The lines you should transcribe are those from the one containing "the truck wheel" to the end of the listing below, exactly, with pictures left out.

▶ _EXTRACTED ENTRIES_:
++++++++++

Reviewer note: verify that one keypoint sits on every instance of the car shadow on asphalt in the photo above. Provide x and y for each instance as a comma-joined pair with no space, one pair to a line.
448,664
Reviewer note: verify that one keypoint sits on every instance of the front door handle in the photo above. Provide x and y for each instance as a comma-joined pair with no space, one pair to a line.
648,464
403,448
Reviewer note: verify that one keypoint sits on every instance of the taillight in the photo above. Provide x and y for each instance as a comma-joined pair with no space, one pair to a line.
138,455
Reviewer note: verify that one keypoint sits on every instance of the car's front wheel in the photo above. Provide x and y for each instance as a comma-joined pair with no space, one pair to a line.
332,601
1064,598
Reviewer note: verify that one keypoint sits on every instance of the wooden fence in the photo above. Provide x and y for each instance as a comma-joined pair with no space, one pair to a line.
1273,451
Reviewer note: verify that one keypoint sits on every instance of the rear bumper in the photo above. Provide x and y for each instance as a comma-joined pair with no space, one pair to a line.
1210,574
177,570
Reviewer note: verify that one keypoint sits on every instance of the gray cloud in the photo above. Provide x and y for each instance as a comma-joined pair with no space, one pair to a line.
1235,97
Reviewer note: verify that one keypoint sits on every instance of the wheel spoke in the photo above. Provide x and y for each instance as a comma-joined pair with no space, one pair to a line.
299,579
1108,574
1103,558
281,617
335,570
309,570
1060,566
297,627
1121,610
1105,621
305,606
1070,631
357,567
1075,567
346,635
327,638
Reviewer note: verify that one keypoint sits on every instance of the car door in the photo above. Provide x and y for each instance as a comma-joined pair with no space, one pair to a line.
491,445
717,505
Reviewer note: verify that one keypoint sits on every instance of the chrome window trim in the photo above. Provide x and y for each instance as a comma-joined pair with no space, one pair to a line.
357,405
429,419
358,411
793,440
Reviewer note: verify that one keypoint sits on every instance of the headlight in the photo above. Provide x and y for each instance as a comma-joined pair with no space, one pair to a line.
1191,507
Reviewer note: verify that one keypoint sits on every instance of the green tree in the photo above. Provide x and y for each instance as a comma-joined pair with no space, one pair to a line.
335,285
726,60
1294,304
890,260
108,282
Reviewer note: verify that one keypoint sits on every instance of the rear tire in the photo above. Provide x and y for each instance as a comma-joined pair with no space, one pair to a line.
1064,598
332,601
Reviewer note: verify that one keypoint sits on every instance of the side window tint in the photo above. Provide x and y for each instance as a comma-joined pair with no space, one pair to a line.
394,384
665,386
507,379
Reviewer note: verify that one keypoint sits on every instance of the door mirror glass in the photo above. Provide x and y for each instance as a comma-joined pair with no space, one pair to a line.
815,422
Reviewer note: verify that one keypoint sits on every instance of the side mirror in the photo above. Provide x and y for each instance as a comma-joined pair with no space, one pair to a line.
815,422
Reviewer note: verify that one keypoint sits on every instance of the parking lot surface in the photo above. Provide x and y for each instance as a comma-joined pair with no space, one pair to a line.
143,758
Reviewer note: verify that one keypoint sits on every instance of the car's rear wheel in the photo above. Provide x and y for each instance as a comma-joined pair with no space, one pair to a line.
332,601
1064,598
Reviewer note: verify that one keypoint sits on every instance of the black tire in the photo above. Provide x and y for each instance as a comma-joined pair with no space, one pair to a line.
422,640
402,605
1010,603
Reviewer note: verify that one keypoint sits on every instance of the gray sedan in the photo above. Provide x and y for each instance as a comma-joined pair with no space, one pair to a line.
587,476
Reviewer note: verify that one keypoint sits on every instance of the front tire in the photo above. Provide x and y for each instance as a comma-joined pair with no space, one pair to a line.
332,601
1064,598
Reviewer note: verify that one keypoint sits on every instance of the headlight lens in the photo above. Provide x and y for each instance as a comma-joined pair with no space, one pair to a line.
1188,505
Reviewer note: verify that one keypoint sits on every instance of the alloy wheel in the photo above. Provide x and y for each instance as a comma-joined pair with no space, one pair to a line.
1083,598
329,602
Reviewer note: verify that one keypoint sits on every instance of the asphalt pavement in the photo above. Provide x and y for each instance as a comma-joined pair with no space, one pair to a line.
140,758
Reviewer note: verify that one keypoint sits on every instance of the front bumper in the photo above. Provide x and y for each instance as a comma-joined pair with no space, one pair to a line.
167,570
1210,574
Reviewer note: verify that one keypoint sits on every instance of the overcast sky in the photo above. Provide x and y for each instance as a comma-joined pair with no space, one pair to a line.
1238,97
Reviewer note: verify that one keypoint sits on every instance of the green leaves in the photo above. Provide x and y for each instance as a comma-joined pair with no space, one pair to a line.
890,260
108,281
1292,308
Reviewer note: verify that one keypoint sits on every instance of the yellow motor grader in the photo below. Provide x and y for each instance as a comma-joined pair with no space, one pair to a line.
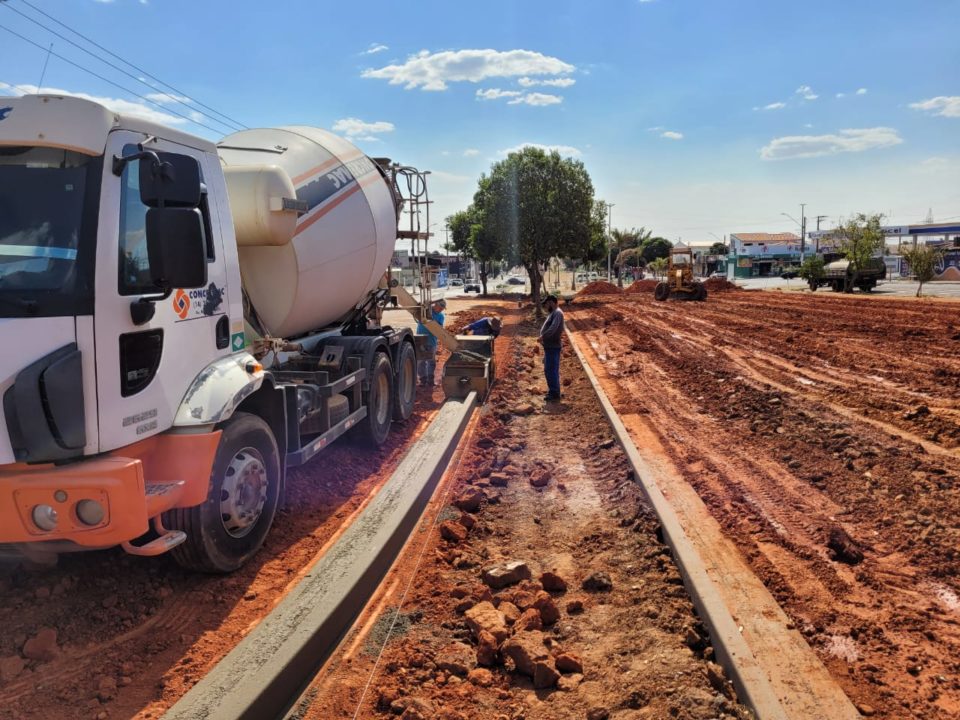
680,283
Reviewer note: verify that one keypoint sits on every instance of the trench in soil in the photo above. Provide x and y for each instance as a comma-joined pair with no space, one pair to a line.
635,641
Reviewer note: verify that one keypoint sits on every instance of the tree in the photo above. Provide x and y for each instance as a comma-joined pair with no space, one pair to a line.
923,261
539,205
655,248
861,239
595,249
658,266
812,268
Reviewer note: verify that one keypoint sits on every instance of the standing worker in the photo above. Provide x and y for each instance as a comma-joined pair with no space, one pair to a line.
427,365
551,337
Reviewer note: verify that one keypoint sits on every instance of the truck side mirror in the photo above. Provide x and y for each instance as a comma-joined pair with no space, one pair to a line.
170,179
176,247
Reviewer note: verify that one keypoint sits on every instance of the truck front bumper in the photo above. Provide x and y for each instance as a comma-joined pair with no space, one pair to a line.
107,500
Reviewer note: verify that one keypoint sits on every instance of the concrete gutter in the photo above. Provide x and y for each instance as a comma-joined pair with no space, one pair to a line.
748,674
266,673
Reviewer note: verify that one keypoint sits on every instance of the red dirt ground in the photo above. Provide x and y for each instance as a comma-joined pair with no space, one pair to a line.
555,493
134,634
816,429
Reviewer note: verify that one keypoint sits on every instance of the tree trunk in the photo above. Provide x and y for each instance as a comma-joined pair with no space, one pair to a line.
533,270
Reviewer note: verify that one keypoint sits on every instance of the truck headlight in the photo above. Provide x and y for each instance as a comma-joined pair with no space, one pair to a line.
44,517
90,512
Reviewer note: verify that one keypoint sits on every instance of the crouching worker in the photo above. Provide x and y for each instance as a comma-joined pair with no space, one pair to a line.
484,326
427,365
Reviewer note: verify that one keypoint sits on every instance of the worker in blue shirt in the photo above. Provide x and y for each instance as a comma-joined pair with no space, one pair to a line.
484,326
427,365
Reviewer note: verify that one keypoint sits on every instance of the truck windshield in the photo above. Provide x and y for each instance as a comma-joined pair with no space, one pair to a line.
48,203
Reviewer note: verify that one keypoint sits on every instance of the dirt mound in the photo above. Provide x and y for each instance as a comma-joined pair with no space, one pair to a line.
641,286
600,287
719,285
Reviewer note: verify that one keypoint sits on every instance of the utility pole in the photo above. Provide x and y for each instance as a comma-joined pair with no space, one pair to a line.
609,249
819,218
803,231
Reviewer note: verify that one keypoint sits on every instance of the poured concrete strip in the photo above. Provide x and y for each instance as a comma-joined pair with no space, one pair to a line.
772,667
268,670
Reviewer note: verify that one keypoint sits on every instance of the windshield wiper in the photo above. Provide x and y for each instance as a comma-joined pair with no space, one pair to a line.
29,305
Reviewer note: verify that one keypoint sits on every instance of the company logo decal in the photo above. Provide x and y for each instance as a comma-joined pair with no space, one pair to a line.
181,304
198,302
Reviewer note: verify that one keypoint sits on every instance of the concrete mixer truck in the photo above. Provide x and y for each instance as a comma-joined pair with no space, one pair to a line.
181,322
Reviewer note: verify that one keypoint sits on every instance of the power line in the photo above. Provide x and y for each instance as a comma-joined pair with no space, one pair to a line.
180,98
111,82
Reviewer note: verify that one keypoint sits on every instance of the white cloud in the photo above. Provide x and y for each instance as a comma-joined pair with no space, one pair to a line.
432,71
167,98
118,105
555,82
807,146
357,129
497,94
565,150
537,100
947,106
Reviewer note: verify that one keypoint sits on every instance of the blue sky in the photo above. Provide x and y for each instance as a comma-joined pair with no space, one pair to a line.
692,116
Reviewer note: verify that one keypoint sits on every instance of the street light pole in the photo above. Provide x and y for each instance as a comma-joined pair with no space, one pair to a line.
803,230
609,249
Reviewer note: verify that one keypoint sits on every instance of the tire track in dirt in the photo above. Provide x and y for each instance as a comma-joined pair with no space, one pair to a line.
780,466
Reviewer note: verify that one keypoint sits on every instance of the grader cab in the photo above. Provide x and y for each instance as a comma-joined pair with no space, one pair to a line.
680,283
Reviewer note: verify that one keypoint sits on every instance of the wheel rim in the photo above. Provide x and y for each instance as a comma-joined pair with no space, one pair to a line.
383,397
406,380
243,493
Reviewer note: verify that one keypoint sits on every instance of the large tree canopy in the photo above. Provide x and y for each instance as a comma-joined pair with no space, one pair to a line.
539,206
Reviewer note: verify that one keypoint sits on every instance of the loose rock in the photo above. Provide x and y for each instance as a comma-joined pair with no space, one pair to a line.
598,582
43,646
453,531
484,616
500,576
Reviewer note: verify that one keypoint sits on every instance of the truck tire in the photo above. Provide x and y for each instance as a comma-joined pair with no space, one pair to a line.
405,387
229,527
375,427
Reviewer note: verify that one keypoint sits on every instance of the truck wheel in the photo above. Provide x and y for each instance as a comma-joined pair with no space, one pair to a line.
405,388
379,401
232,523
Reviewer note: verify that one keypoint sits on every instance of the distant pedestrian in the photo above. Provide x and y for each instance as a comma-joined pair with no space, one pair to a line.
551,337
484,326
427,364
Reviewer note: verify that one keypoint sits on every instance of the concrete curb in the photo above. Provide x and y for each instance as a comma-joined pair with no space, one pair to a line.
264,674
751,682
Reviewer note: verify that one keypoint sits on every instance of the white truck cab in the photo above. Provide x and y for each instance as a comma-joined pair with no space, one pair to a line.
133,412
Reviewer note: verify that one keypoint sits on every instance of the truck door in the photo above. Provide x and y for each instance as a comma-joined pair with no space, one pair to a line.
144,369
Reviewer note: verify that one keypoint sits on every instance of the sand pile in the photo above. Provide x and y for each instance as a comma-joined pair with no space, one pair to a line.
600,287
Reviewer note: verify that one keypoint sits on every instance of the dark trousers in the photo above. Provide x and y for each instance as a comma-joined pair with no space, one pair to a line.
551,369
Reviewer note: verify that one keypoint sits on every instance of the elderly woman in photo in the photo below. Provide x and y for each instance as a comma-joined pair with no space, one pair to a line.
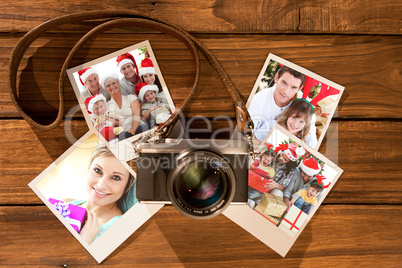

++++++++++

▶ _WRITTEN RESPONSE_:
Reviewer note: verify that one keypoint sits on every instance of the truck wheel in the photo above. Provide x and y for each instance as a comma-joined pair with no space, one pair to a line.
405,388
379,401
232,523
Reviewer note: verify that one keypoint sits on every instance of the distant pedestrian in the photo above. Provide x and y for each instance as a comma-joined pair with no space, one pair to a line.
551,337
484,326
427,364
Reviewer note: verify that one keypoint sits on every instance of the concrete curb in the photo above. Provide x and y for each instance as a comma-joined pair with no space, one pair to a line.
264,674
751,682
Reviewer note: verify that one keypoint sits on every instance of the white truck cab in the photo above. Provide x and y for each instance as a comma-joined pair with no space, one pair to a line.
133,412
Reviewer note: verify that one keypoint sits on every instance of the truck door in the photo above. Provide x and y for each instance as a comma-joined pair with no space, one pair to a line.
144,369
Reviewer note: verify that one keypoint sits on every instance of the sand pile in the photo above. Provide x and y for each instance as a comma-joined pair with no space, one pair to a line.
600,287
Reviewer note: verify that one keypoint sits on every instance of the dark trousers in the photo above. Provide x and y for each instance as a comma-joined pair with no space, one pair to a line.
551,369
Reviewer note: verify that one keypoint sits on every instance of the elderly woman in photo in the photo below. Provide x and y for each instance as a comma-joined pair with no space, one pair to a line.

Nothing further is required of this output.